Document passage
------------------------------------------------------------
As described more fully in the Schedule 14D-9, if a stockholder or beneficial owner elects to exercise appraisal rights under Section 262 of the DGCL, such stockholder must do all of the following:

within the later of the consummation of the Offer and 20 days after the date of initial mailing of the formal notice of appraisal, deliver to PHX a written demand for appraisal of Shares beneficially held, which demand must reasonably inform PHX of the identity of the stockholder or beneficial owner and that the stockholder or beneficial owner is demanding appraisal;

not tender such stockholder’s Shares in the Offer (or, if tendered, properly and subsequently withdraw such Shares prior to the Acceptance Time);

continuously hold of record or beneficially own such Shares from the date on which the written demand for appraisal is made through the Effective Time; and

comply with the procedures of Section 262 of the DGCL for perfecting appraisal rights thereafter; and in the case of a beneficial owner, the demand must (i) reasonably identify the holder of record of the shares for which the demand is made, (ii) be accompanied by documentary evidence of such beneficial owner’s beneficial ownership and a statement that such documentary evidence is a true and correct copy of what it purports to be, and (iii) provide an address at which such beneficial owner consents to receive notices given by the Surviving Corporation and to be set forth on the verified list to be filed with the Delaware Register in the Court of Chancery.
------------------------------------------------------------
Records shown
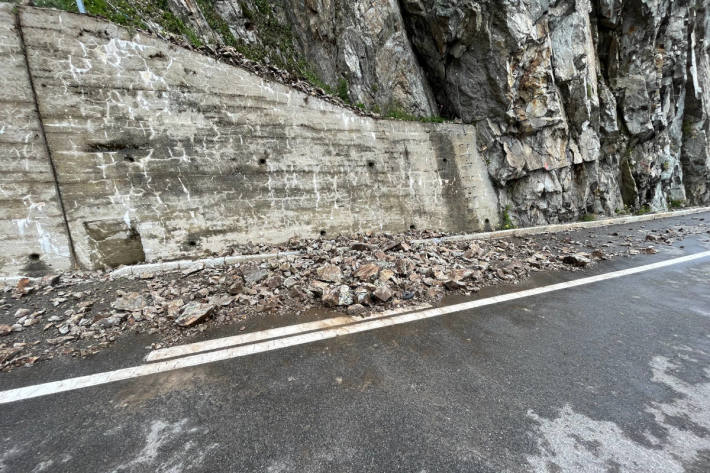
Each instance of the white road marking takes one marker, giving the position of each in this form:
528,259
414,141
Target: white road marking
70,384
209,345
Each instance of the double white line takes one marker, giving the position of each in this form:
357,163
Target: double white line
258,342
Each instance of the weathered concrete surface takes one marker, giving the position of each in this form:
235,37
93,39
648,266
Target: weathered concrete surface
163,153
32,236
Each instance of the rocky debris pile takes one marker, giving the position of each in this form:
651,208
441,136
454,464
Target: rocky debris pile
81,313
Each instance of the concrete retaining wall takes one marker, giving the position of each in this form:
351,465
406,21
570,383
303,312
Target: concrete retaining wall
------------------------------------------------------------
Description of the task
Continue the passage on appraisal rights under Section 262 from the point where it stops.

Result for this exercise
The foregoing summary of the appraisal rights of stockholders and beneficial owners under the DGCL does not purport to be a complete statement of the procedures to be followed by stockholders desiring to exercise any appraisal rights available thereunder and is qualified in its entirety by reference to Section 262 of the DGCL. The proper exercise of appraisal rights requires strict and timely adherence to the applicable provisions of the DGCL. A copy of Section 262 of the DGCL is included as Annex B to the Schedule 14D-9 and is made available at https://delcode.delaware.gov/title8/c001/sc09/index.html#262.
The information provided above is for informational purposes only with respect to your alternatives if the Merger is completed. If you tender your Shares into the Offer, you will not be entitled to exercise appraisal rights with respect to your Shares, but, instead, upon the terms and subject to the conditions to the Offer, you will receive the Offer Price for your Shares.
18.
Fees and Expenses
Purchaser has retained Innisfree M&A Incorporated to be the Information Agent and Computershare Trust Company, N.A. to be the Depositary in connection with the Offer. The Information Agent may contact holders of Shares by mail, telephone, telecopy and personal interview and may request banks, brokers, dealers and other nominees to forward materials relating to the Offer to beneficial owners of Shares.
The Information Agent and the Depositary each will receive reasonable and customary compensation for their respective services in connection with the Offer, will be reimbursed for reasonable out-of-pocket expenses and will be indemnified against certain liabilities and expenses in connection therewith, including certain liabilities under federal securities laws.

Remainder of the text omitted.